RECORDS FOR THIS EXERCISE section start
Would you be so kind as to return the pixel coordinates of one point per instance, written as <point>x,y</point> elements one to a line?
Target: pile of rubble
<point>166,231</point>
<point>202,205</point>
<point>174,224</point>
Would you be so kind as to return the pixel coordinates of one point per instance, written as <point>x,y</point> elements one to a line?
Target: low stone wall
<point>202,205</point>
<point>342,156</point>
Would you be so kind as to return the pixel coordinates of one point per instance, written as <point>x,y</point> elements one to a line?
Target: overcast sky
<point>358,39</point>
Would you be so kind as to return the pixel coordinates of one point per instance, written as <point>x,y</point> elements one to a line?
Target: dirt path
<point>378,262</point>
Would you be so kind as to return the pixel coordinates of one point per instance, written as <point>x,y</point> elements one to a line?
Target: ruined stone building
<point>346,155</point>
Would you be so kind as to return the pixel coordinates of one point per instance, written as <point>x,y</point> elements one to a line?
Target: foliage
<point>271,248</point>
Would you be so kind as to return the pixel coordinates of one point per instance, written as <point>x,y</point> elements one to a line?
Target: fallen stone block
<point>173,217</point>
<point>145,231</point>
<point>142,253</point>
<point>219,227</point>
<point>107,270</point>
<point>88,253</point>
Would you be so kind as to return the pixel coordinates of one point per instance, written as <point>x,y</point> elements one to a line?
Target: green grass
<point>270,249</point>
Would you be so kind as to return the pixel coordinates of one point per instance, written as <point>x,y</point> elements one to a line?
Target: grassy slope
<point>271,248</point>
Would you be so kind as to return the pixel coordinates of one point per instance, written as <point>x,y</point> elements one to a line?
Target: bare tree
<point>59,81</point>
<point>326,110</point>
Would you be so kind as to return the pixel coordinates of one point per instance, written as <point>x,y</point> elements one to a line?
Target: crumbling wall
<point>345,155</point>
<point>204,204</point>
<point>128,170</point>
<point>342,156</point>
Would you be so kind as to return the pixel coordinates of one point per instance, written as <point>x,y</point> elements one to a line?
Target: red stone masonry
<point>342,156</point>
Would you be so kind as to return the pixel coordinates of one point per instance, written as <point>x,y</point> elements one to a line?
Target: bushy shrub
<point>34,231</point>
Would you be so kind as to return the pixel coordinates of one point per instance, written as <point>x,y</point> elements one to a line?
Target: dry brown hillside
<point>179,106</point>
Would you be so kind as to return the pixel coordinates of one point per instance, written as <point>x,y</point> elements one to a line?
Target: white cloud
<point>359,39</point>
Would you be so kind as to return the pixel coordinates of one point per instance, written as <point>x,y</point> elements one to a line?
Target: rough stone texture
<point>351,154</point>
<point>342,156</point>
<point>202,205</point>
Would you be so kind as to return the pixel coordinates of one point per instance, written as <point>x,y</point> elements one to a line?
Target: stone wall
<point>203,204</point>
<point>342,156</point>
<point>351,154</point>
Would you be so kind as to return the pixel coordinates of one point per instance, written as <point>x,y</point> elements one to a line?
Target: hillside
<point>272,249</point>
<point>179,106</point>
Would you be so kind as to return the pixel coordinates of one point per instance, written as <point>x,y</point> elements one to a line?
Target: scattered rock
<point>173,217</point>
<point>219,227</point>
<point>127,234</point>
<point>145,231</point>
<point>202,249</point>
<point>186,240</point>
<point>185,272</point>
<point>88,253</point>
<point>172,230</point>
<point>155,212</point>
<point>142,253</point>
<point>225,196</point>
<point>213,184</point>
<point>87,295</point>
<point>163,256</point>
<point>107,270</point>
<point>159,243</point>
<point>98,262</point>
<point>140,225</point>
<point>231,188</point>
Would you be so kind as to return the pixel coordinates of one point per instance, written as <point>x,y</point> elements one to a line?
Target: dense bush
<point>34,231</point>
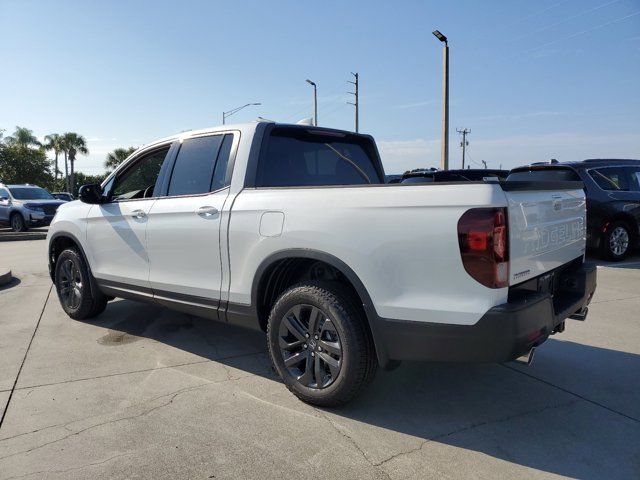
RECORDS FOR THIS EXERCISE section end
## DIRECTIONS FOR THIS TASK
Pictures are to be dropped, and every record is to be copied exactly.

## SOLUTION TO THE PROBLEM
Would you be so kind as to return the pixel coordinates of one point per instance, written as <point>x,y</point> elements one to a line?
Target: pile of rubble
<point>166,231</point>
<point>202,205</point>
<point>174,224</point>
Would you be so kind as to return the pixel coordinates of one point per instance, written as <point>x,y</point> elements one to a line?
Target: low stone wall
<point>202,205</point>
<point>342,156</point>
Would you be so kind as to return the pixel coordinates of one point per instance, written as <point>x,y</point> elements one to a line?
Target: overcast sky
<point>358,39</point>
Would you be so kind as to return the pixel coordinates of one point per instance, written as <point>x,y</point> elements one to a line?
Target: dirt path
<point>378,262</point>
Would you be so kind as to return the pixel coordinates of one point per instance, written as <point>x,y</point> elements one to a line?
Target: ruined stone building
<point>346,155</point>
Would you be so kind as to return the pixel coordinates of one point per instance, written as <point>x,y</point> elements one to a line?
Target: foliage
<point>271,248</point>
Would you be so kind as to return the pixel coordinates of one point per instance, written as <point>x,y</point> elements one to a line?
Target: fallen stone block
<point>173,217</point>
<point>145,231</point>
<point>142,253</point>
<point>219,227</point>
<point>107,270</point>
<point>88,253</point>
Would you be so kind as to return the pixel coordinates of one point per instance, written as <point>x,y</point> elements one to a line?
Target: green grass
<point>270,249</point>
Would you be so kind as to return the pixel coordinates of one point per instance, written as <point>x,y</point> elements one to a line?
Target: grassy slope
<point>271,248</point>
Would you be so kind as to return the pixel coordinates of one point per instance, written as <point>x,y</point> elements one to a line?
Target: bare tree
<point>59,81</point>
<point>326,110</point>
Would you be so kind as to return the pixel coordinates of one point per instance, written as <point>x,y</point> elements one to a line?
Target: crumbling wall
<point>345,155</point>
<point>204,204</point>
<point>128,170</point>
<point>342,156</point>
Would you be so kind as to return the pixel coordinates of one point per instance, written as <point>x,y</point> elements one to a line?
Target: red stone masonry
<point>342,156</point>
Would you be so kind as to return the pixel coordinates of one point per instance, written as <point>x,y</point> elements one to a line?
Target: bushy shrub
<point>34,231</point>
Would you be so kind as to return the pixel coordinates of one point per instance, written as <point>x,y</point> elements one to a line?
Target: dry brown hillside
<point>179,106</point>
Would you be so kind as to return the pixel coordinates of one point per instance, written as <point>x,y</point> elements one to a line?
Target: white cloud
<point>359,39</point>
Would you be so kind as to return the pixel coordinates of one point per instance, written as <point>x,y</point> elements one to a line?
Target: rough stone texture
<point>351,154</point>
<point>342,156</point>
<point>202,205</point>
Would you be so kind as to return the pixel coordinates of one point per instance, written as <point>x,y</point> elements one to a line?
Target: stone wall
<point>203,204</point>
<point>342,156</point>
<point>351,154</point>
Would you be so kind as to return the pixel coordinates of one point per instance, written as <point>x,y</point> elements one to a line?
Target: hillside
<point>272,249</point>
<point>179,106</point>
Would you be so kind as to return the pixel coordinates of one point per instance, written as <point>x,y</point> elements one to a line?
Target: scattered rock
<point>173,217</point>
<point>219,227</point>
<point>127,234</point>
<point>145,231</point>
<point>202,249</point>
<point>186,240</point>
<point>185,272</point>
<point>88,253</point>
<point>172,230</point>
<point>155,212</point>
<point>142,253</point>
<point>225,196</point>
<point>213,184</point>
<point>87,295</point>
<point>163,256</point>
<point>107,270</point>
<point>159,243</point>
<point>98,262</point>
<point>140,225</point>
<point>231,188</point>
Would you be so kind as to return the pixel coordinates of one point per instance, written as <point>x,y</point> elements one to a line?
Target: dense bush
<point>34,231</point>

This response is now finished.